Please return every line below that contains the string "query".

───── Items

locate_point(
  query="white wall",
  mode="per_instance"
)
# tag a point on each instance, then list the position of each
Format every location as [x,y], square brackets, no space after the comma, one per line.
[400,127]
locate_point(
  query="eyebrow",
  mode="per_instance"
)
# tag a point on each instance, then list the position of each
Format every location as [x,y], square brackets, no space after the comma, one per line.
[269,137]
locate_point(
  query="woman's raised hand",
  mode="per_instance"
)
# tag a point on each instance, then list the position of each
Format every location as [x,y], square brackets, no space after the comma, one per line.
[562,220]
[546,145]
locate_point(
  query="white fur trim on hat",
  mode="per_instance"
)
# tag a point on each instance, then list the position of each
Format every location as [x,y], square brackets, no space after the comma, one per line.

──────────
───── Items

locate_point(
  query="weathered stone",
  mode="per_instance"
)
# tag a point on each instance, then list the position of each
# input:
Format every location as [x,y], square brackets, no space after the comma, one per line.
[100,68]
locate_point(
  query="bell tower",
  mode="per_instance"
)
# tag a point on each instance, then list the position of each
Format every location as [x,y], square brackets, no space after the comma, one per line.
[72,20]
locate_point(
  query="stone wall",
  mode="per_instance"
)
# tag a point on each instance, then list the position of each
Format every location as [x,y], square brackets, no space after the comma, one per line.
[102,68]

──────────
───── Items

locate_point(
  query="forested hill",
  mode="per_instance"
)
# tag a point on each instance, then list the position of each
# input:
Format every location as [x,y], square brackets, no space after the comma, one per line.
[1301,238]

──────────

## Response to the task
  query="white wall",
  query="eyebrow",
  query="woman's raised hand",
  query="white fur trim on hat",
  query="weathered stone",
  query="bell tower",
  query="stone wall",
  query="forested hill",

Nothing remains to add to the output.